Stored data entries
--------------------------------

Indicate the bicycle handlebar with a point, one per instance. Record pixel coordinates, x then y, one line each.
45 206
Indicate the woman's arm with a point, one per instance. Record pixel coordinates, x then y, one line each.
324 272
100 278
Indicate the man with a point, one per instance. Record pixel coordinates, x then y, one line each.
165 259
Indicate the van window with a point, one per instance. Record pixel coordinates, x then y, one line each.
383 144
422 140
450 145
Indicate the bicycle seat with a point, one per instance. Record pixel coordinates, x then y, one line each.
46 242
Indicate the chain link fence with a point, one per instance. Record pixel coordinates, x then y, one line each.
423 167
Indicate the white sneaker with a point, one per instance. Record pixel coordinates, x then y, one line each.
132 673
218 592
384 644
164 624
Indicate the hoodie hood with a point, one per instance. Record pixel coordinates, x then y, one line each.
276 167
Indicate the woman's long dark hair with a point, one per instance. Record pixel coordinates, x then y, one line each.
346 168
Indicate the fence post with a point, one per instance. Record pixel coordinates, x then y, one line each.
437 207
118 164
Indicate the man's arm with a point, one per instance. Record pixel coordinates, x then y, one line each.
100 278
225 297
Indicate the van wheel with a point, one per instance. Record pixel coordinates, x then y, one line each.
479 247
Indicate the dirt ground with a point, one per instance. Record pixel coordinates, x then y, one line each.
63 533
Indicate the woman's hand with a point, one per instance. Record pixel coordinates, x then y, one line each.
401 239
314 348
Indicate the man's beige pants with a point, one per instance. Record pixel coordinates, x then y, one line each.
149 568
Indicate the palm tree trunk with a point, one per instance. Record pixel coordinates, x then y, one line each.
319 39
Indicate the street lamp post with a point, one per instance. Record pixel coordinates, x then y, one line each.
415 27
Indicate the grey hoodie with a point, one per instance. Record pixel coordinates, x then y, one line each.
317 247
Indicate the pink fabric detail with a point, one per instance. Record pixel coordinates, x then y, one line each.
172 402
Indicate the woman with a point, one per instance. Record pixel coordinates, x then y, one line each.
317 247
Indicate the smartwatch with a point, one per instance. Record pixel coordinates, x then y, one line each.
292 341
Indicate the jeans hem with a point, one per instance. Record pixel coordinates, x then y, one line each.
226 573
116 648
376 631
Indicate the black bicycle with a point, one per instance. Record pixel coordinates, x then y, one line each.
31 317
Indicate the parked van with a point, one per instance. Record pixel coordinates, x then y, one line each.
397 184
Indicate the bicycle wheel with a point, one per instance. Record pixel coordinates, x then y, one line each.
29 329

--------------------------------

• [WHAT IS EXPECTED] The task requires an exact copy of all the lines above.

• [EXPECTED ANSWER]
Indicate the bicycle handlebar with a point, one per instance. Record pixel coordinates, x then y, one line each.
45 206
Indicate the woman's arm with a point, one per instance. Record pixel coordinates, x then y, one line each.
324 272
100 278
Indicate the man with a point, one per instance. Record pixel coordinates, x then y, one line each.
165 259
Indicate the van window with a point, one per instance. Record pixel coordinates, x then y, one line each.
383 144
422 140
450 145
Indicate the bicycle seat with a point, one per instance. Record pixel coordinates, x then y, one line each.
46 242
Indicate the chain link fence with a point, one per instance. Record pixel coordinates, x then y, one line each.
423 167
Indicate the white sneaker with a point, one per instance. Record pixel coordinates, x then y, one line each.
132 673
218 592
384 644
164 624
Indicate the hoodie hood with a point, one per instance. Record pixel coordinates, x then y, one line each.
276 167
Indicate the woman's long dark hair with a point, one per instance. Record pixel coordinates, x then y, one line each.
346 168
Indicate the fence post with a point, one per instance. Record pixel coordinates, x then y, one line each.
437 207
118 164
Indicate the man's arm with a point, one per instance. Record pixel coordinates, x then y, one line each.
100 278
225 297
Indicate the van wheel with a point, one per instance. Record pixel coordinates, x then y, one line each.
479 247
Indicate the dirt ground with a point, one per instance. Record pixel coordinates, x then y, one line each.
63 533
Indicate the woman's hand with a point, one per instance. Record pixel coordinates, x then y, one line each.
401 239
314 348
Indicate the man's beige pants with a point, one per instance. Record pixel coordinates, x then y, one line each.
149 568
Indicate the palm tree trunk with a point, one per instance. Record pixel coordinates, x then y, one line each.
319 39
Indicate the street lamp post with a point, one per instance. Record pixel coordinates, x then y, one line each.
415 27
Indicate the grey hoodie with a point, one per instance. Record pixel coordinates, x then y, one line each.
317 247
Indicate the pink fabric detail with a point, one per instance. Record pixel coordinates, x then y, one line each.
172 402
Indicate the woman with a point, one per instance. Record pixel coordinates, x then y, one line each.
317 247
Indicate the smartwatch with a point, one per instance. Record pixel coordinates, x then y, one line each.
292 341
Indicate the jeans hem with a point, one per instance. Record pixel coordinates, x then y, one line each.
226 573
116 648
376 631
Indicate the black bicycle with a point, one per instance. Record pixel coordinates, x then y, one line each.
31 317
Indicate the parked van with a point, one per instance. Record pixel coordinates, x then y, one line each.
397 184
Indicate the bicycle wheel with a point, one per instance. Record pixel coordinates, x then y, one line each.
29 329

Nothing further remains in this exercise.